:: What the task asks ::
Copy every line of the items below exactly as it appears. Leave the pictures out of your copy.
-- BEGIN Record extracts --
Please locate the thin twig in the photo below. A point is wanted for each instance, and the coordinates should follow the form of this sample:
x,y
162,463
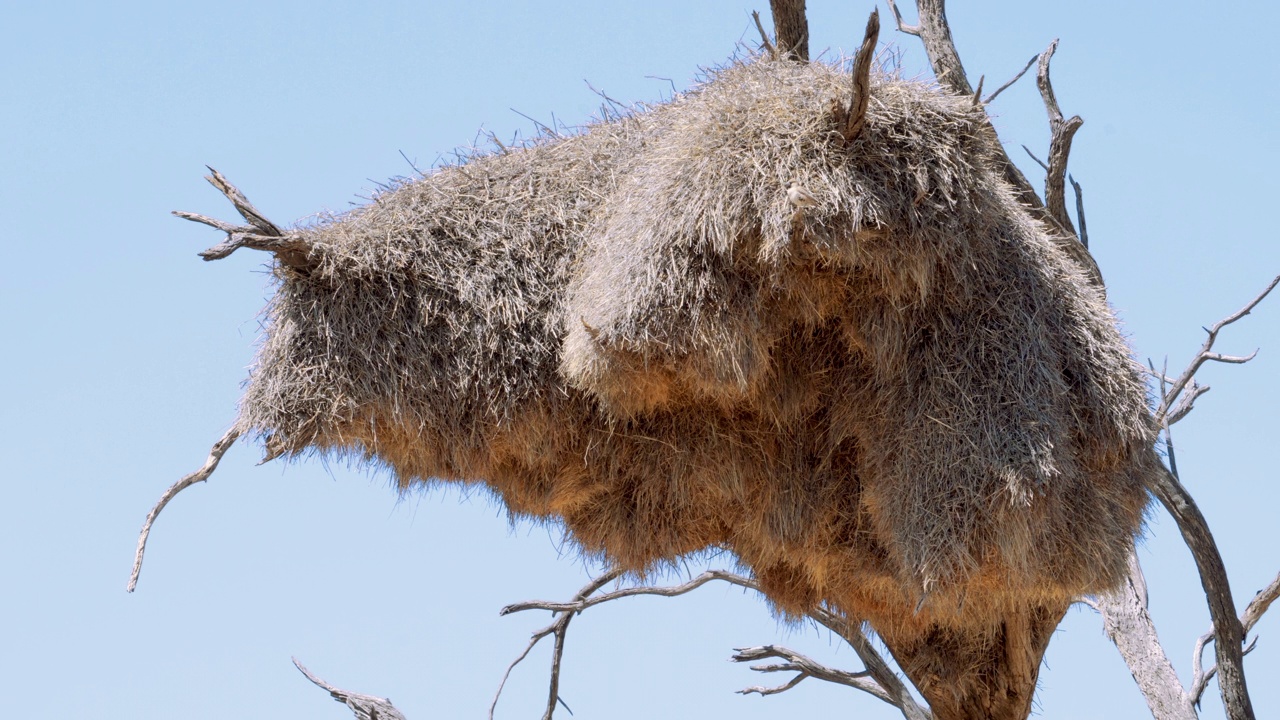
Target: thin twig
x,y
1257,606
583,604
804,665
1038,162
878,679
259,233
560,629
1206,354
215,455
1060,144
901,24
896,692
1008,85
1079,210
-- END Record extracts --
:: Output ::
Please locate the thin twig in the photo below. A point is wanted for each instance, and the coordinates should follow the form of this sample:
x,y
162,463
Target: thin twig
x,y
1257,606
583,604
804,665
1038,162
878,679
259,233
560,629
1206,354
215,455
1060,144
901,24
896,692
1008,85
1079,210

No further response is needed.